> [TASK BRIEF]
Repeat only the lines below from the one containing "Query: green grass" through the one containing "Outline every instance of the green grass.", inclusive, exactly as written.

> [RECORDS FOR THIS TASK]
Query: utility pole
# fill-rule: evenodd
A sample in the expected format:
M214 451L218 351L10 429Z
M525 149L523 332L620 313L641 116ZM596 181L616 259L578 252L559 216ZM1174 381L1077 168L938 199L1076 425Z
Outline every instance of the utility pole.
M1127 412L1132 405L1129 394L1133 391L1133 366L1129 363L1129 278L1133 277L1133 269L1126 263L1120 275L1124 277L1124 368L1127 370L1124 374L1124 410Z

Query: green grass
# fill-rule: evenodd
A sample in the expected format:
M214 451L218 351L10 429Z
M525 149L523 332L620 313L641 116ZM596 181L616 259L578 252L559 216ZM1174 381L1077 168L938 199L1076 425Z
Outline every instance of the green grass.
--
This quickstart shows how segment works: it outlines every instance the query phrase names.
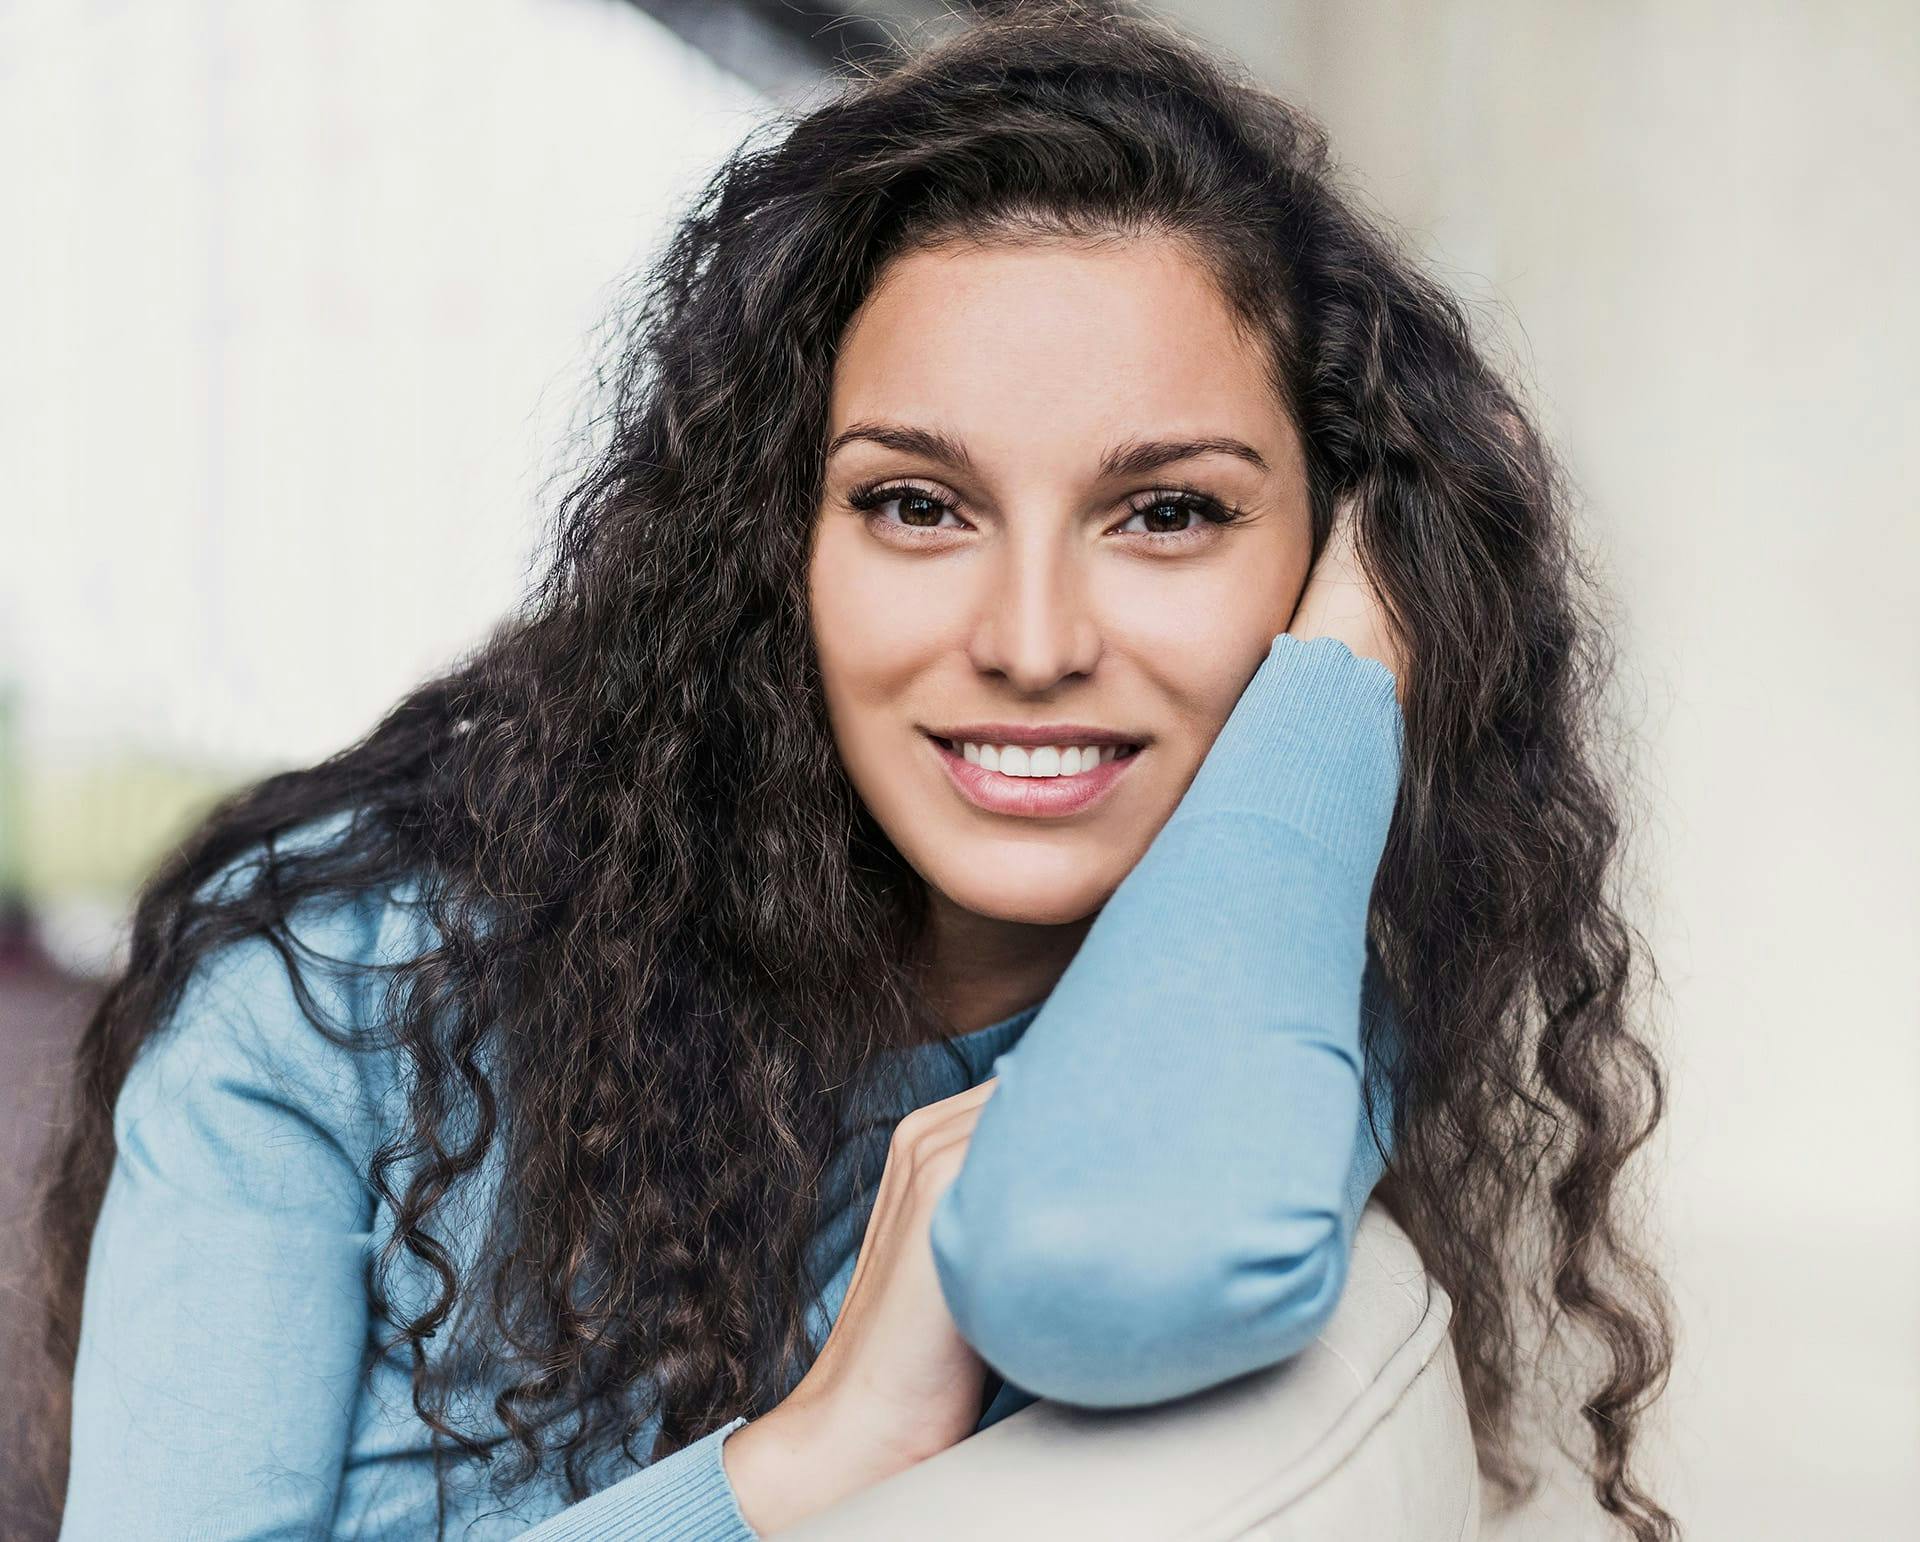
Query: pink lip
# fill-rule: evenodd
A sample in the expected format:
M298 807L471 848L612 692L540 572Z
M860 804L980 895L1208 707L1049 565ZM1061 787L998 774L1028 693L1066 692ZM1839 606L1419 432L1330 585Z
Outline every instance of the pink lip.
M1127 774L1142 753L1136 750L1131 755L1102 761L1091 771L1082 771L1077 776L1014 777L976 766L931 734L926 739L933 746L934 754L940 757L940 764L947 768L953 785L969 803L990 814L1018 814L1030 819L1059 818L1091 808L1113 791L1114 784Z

> [ANSWER BOX]
Query: green grass
# fill-rule: evenodd
A sample in the expected format:
M214 451L218 351L10 429Z
M525 149L523 332L620 313L641 116ZM596 181L616 259L578 252L559 216ZM1174 381L1077 168L938 199L1076 425Z
Outline every instance of the green grass.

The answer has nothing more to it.